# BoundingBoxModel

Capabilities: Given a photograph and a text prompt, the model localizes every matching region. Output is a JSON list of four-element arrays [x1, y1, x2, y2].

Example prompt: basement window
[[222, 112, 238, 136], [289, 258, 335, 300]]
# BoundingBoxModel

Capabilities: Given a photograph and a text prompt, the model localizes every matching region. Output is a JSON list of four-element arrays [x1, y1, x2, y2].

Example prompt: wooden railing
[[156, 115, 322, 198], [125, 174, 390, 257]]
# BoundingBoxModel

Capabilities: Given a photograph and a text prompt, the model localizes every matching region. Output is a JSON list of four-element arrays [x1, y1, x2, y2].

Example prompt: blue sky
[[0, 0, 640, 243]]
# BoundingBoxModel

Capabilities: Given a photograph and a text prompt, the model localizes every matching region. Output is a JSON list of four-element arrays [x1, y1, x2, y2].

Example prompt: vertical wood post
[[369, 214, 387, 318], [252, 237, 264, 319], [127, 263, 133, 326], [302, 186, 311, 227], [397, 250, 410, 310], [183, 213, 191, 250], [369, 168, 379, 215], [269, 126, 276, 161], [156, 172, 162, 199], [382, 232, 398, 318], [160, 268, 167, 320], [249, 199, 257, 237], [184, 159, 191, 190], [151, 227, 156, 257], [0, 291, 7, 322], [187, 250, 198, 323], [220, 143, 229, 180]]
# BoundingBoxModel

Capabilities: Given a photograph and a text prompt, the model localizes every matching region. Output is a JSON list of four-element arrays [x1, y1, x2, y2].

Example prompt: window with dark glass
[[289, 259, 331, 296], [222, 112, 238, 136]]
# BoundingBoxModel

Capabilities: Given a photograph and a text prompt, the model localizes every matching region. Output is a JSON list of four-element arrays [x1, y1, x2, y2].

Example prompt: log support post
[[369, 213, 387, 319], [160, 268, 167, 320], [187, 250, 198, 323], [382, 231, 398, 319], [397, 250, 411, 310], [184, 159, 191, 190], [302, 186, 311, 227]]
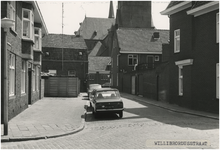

• Stated exercise:
Transcribe the lines word for word, starting with the first line and going on through the line containing "[[0, 0, 640, 243]]", including both of those lines.

• Response below:
# BoundingBoxModel

Capabilities: Given a photograph and a text prompt, the model localizes every matching region. Output is a JSON list of four-element arrays [x1, y1, x2, y2].

Example prompt: basement window
[[222, 112, 238, 136], [289, 258, 335, 300]]
# BoundingBoxModel

Capabilities: Given a photograph and a text prompt, the model localizes every matching region. Output is a JSON list of four-element arrays [x1, y1, x2, y2].

Example prompt: wooden railing
[[156, 115, 322, 198], [125, 174, 390, 257]]
# BoundingBoxModel

Capabilities: Given a photograph and a text prompt, the model localizes every matching region. Output is a JSON list of four-element arrays [x1, y1, x2, y2].

Example prompt: blue sky
[[0, 0, 640, 243]]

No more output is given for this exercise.